**What is required**
Which lines of the material below contain the word "felt"? Copy each of those lines in full.

### Given entries ###

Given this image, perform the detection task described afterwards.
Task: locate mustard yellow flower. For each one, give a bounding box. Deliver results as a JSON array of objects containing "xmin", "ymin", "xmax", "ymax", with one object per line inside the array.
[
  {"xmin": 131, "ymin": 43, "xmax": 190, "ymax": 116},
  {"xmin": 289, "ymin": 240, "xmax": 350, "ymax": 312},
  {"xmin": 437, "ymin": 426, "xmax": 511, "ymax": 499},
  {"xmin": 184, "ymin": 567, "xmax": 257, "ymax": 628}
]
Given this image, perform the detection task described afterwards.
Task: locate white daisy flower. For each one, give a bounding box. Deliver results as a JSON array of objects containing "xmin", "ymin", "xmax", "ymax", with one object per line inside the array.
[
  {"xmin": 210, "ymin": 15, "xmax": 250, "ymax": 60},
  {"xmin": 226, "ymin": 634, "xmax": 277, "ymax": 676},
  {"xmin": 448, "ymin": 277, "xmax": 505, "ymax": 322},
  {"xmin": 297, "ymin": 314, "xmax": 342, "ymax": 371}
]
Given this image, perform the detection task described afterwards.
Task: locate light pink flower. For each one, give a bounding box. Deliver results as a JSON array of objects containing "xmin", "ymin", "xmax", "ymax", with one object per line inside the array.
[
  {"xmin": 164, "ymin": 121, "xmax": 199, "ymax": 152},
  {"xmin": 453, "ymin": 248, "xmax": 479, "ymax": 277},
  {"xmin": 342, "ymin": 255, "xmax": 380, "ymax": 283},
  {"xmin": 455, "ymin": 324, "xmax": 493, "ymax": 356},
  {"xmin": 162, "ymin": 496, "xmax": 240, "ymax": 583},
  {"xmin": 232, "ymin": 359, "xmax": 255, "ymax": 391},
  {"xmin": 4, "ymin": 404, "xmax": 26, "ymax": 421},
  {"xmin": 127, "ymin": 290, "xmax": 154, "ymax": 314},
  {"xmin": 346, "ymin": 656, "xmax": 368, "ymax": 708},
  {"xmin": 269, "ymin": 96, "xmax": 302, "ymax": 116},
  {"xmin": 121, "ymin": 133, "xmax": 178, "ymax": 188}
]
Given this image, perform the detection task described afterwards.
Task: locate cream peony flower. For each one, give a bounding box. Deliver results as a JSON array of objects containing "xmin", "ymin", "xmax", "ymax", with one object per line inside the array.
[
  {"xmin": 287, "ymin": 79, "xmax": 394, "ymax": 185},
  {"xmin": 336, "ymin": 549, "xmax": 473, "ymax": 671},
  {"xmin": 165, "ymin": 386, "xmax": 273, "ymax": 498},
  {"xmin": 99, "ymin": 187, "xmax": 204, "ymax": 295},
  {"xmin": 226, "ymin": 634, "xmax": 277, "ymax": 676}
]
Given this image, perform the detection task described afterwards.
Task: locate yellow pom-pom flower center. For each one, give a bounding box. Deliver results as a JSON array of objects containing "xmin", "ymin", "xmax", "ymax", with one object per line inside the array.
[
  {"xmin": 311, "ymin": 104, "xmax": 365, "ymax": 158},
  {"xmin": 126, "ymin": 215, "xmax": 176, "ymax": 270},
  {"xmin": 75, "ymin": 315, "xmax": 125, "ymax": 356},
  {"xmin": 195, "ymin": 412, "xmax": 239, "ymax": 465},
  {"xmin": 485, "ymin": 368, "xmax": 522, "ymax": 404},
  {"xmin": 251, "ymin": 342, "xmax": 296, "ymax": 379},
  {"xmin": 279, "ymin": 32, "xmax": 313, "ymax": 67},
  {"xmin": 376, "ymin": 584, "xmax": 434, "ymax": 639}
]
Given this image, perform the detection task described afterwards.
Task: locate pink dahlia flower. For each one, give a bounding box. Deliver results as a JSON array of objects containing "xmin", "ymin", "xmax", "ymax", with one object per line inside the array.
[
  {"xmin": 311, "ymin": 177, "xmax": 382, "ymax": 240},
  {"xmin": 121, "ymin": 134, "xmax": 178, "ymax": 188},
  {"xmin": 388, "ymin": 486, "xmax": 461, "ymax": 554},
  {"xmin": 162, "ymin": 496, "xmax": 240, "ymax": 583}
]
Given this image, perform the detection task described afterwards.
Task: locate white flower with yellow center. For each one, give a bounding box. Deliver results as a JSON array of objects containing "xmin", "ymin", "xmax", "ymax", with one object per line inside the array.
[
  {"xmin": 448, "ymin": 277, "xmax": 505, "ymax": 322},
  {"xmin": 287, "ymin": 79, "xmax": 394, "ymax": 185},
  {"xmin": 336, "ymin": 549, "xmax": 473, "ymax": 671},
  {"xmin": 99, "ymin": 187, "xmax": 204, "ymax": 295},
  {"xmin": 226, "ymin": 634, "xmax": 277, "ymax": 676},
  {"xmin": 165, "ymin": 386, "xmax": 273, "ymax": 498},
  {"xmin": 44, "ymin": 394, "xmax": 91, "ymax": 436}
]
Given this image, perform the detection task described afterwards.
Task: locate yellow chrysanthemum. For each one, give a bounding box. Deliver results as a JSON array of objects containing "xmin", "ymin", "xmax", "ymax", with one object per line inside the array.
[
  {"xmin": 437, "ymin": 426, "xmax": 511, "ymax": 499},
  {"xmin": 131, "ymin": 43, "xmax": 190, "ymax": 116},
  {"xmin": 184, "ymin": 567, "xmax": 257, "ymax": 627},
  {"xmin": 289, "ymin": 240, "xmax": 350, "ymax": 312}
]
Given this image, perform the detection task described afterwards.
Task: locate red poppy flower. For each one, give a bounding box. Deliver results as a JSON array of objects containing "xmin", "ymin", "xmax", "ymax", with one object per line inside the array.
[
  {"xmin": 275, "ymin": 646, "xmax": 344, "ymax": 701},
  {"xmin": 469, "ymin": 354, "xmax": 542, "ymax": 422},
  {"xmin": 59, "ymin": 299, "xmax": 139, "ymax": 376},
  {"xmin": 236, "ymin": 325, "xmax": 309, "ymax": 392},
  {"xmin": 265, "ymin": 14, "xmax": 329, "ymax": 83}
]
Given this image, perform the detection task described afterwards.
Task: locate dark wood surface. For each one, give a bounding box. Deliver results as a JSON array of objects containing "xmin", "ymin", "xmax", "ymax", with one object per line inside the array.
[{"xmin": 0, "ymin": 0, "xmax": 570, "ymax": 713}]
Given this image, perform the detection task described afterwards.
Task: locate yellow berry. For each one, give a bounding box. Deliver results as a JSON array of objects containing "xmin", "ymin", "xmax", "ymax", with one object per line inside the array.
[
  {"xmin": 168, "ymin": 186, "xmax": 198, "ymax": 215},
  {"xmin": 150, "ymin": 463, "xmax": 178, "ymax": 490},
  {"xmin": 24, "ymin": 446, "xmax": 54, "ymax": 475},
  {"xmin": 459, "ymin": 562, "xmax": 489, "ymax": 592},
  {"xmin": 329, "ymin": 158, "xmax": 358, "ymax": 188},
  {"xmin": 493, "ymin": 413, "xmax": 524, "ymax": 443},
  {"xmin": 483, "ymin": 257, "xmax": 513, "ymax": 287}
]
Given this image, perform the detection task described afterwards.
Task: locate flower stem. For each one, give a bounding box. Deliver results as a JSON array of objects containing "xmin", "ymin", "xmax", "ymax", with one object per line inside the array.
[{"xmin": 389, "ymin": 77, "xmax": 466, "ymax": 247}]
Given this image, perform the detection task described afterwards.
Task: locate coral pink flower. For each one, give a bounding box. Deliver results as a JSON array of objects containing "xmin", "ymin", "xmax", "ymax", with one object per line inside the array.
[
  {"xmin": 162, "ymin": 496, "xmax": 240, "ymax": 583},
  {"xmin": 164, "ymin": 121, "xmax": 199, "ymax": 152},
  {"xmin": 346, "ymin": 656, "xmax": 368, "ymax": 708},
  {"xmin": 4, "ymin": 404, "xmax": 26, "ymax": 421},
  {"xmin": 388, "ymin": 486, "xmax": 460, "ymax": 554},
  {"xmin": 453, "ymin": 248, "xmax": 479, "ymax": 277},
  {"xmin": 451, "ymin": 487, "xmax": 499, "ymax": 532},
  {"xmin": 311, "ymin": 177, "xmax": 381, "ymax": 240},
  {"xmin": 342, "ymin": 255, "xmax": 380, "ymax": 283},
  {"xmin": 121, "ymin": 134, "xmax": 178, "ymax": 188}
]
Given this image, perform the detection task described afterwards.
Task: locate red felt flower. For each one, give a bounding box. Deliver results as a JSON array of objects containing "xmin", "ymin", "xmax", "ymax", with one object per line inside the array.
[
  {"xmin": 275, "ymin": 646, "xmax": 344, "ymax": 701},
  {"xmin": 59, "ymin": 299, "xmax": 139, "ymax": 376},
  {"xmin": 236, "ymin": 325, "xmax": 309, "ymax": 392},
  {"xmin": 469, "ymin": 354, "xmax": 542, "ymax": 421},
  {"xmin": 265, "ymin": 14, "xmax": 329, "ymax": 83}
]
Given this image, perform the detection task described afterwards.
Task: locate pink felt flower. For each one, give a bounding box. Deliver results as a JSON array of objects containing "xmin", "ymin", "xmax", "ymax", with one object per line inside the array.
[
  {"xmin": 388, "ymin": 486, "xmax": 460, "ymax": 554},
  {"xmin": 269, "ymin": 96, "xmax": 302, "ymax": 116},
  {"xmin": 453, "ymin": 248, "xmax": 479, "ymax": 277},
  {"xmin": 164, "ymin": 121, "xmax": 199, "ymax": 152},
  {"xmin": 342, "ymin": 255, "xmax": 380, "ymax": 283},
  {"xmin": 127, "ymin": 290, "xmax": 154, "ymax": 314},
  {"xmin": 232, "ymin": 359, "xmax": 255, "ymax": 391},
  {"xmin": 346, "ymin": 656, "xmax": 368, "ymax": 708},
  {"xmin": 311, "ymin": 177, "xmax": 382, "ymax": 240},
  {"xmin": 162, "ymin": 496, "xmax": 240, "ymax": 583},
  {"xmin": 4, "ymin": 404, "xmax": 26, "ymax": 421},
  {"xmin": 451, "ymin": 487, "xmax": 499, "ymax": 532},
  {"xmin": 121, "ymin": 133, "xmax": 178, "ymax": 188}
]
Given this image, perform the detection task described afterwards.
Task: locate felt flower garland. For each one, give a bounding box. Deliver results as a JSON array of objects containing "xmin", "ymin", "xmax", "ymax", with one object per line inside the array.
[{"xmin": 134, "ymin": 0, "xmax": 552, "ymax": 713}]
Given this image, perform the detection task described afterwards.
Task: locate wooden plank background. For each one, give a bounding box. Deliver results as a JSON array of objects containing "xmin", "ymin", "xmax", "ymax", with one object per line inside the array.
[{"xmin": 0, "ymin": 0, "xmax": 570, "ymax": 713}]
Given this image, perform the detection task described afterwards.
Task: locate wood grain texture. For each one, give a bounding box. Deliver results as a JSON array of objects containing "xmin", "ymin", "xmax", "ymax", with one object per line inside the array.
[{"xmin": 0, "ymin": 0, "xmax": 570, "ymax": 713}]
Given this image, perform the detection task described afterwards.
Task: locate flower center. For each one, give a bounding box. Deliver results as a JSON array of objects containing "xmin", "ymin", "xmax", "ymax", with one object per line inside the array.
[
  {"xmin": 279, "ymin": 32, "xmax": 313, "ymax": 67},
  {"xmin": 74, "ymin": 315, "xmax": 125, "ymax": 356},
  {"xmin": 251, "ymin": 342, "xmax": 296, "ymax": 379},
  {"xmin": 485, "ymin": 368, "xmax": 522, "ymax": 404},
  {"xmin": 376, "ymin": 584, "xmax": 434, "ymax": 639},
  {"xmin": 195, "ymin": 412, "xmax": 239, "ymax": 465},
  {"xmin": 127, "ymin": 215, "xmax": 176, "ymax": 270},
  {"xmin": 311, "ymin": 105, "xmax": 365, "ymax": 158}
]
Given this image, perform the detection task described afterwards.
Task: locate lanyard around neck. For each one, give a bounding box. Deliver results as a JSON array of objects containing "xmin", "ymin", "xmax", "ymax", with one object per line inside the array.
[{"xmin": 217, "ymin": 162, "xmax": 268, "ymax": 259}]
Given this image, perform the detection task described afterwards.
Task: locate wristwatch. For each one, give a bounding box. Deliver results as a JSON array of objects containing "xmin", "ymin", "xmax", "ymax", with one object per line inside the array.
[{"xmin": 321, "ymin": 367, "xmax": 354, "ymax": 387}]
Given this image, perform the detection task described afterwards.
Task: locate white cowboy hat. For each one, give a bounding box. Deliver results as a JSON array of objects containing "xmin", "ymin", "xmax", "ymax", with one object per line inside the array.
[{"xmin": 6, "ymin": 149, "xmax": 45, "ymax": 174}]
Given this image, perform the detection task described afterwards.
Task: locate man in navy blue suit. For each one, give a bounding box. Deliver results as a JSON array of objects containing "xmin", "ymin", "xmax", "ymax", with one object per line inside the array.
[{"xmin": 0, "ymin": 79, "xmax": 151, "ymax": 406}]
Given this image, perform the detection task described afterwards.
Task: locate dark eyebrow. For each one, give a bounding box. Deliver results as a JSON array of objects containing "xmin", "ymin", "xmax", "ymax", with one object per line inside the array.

###

**Response**
Task: locate red felt flower. For each one, give a bounding box. Deliver results as a JSON array of objects containing "xmin", "ymin", "xmax", "ymax", with one object per line inside the array.
Task: locate pink felt flower. For each one, give a bounding box. Deliver results as a JSON array of objects containing "xmin", "ymin", "xmax", "ymax", with one object per line inside the array.
Task: locate felt flower garland. For each one, give a bounding box. Deliver results as a JSON array of objects containing "xmin", "ymin", "xmax", "ymax", with one object per line inside the array.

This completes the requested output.